#### WRITTEN EXERCISE
Report how many lines in the listing below contain the word "water". Give only the number.

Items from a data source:
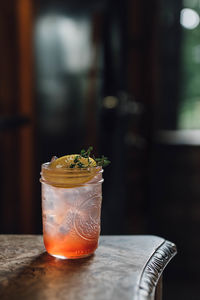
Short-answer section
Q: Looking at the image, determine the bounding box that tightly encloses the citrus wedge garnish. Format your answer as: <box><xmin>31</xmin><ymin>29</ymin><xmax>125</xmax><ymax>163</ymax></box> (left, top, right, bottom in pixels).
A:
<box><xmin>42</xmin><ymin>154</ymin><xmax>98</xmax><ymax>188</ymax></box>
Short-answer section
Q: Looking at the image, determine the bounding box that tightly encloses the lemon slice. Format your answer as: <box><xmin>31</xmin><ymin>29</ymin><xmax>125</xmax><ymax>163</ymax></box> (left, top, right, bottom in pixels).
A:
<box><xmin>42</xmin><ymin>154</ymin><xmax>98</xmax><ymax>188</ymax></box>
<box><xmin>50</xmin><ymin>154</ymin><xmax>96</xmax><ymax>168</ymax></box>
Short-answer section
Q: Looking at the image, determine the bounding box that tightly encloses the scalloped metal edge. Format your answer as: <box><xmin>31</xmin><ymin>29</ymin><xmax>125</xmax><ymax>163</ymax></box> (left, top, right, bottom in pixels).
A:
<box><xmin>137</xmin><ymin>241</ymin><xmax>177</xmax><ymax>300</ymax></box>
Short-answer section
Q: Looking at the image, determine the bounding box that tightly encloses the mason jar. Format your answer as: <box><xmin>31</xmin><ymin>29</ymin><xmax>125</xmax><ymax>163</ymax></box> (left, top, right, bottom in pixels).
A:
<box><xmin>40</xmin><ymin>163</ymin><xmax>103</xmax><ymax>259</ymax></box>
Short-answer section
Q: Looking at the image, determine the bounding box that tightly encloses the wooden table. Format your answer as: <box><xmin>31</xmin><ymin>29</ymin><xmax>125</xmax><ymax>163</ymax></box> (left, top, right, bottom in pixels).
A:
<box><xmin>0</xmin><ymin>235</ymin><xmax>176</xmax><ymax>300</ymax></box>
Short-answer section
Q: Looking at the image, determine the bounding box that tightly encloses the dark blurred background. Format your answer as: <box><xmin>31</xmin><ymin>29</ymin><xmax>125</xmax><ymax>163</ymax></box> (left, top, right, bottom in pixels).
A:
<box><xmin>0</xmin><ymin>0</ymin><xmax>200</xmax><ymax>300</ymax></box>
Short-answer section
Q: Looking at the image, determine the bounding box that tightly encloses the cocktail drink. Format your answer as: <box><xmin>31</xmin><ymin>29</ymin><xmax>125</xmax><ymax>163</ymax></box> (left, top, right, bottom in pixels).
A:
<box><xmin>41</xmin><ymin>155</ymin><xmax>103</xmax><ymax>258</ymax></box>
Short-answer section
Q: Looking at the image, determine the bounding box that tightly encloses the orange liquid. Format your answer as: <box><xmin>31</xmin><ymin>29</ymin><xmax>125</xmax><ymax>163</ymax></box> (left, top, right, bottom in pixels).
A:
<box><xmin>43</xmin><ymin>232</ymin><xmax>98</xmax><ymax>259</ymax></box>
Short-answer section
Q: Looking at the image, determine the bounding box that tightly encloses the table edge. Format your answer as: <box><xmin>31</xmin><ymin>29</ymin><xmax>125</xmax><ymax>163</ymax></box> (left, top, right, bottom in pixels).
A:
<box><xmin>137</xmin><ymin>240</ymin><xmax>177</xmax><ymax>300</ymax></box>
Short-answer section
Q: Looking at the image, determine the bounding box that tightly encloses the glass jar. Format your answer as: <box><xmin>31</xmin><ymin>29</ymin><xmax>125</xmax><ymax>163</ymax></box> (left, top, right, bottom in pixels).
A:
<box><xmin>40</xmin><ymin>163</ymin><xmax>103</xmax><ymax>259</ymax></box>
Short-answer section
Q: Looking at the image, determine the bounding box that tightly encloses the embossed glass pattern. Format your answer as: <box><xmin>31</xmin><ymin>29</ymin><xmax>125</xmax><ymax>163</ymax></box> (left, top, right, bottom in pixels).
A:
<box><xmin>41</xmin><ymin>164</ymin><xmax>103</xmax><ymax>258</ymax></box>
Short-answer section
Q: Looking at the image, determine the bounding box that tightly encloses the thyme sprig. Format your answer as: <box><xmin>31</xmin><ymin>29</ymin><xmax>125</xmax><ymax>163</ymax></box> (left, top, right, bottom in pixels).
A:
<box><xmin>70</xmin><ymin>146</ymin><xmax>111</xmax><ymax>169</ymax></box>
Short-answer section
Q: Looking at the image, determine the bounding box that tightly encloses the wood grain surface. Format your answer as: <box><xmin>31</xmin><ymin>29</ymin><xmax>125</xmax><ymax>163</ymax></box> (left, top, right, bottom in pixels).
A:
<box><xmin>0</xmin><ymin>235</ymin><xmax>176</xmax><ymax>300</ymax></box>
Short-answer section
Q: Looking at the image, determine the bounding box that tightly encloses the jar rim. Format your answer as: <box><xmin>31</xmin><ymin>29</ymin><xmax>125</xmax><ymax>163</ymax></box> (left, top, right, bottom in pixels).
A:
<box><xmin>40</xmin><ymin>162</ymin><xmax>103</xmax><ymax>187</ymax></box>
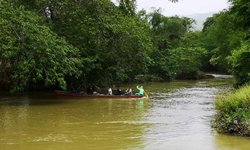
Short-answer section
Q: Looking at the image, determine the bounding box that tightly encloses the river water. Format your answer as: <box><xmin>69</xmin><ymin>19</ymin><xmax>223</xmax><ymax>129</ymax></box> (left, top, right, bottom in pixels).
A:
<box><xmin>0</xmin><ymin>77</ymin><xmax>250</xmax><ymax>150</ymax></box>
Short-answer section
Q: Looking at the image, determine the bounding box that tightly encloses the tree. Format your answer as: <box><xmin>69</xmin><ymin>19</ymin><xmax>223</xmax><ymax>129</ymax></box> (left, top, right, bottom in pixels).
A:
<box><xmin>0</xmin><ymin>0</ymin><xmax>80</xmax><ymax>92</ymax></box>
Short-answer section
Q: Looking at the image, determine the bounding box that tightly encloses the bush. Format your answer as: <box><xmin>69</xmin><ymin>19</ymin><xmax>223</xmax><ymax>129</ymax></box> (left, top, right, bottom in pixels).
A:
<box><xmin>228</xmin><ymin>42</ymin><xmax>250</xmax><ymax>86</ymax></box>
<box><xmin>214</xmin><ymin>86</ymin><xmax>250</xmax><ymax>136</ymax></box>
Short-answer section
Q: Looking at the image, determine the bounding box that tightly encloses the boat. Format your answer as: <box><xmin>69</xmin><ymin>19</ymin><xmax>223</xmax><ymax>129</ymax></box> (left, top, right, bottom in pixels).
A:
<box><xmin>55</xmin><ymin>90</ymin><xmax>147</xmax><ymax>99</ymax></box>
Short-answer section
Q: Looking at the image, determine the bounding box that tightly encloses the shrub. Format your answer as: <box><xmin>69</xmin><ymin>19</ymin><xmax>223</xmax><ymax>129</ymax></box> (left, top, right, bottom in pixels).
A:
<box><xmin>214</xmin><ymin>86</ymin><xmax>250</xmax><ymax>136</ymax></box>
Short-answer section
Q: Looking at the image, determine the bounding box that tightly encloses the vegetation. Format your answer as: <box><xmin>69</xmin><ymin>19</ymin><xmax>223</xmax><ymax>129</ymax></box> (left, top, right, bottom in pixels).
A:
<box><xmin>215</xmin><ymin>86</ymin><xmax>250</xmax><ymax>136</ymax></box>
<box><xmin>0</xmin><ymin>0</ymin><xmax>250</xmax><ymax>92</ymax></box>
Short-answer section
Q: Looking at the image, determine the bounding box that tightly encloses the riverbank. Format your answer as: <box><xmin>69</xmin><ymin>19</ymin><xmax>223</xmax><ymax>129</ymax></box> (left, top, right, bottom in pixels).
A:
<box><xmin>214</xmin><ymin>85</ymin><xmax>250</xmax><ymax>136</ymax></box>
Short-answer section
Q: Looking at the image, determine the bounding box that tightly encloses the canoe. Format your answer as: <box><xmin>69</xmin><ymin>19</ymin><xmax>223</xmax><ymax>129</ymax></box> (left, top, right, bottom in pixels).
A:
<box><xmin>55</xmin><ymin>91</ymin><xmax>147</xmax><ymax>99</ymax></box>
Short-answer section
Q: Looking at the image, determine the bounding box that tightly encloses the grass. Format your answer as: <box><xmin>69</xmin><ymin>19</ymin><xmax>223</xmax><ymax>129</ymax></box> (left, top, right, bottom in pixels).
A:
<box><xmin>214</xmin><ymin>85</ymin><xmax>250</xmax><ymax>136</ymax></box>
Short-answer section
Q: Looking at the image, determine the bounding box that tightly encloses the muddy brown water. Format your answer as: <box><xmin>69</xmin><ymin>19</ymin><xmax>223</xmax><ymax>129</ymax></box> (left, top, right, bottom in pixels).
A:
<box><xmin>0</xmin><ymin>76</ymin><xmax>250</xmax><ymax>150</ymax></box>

#### ANSWER TO THIS PROBLEM
2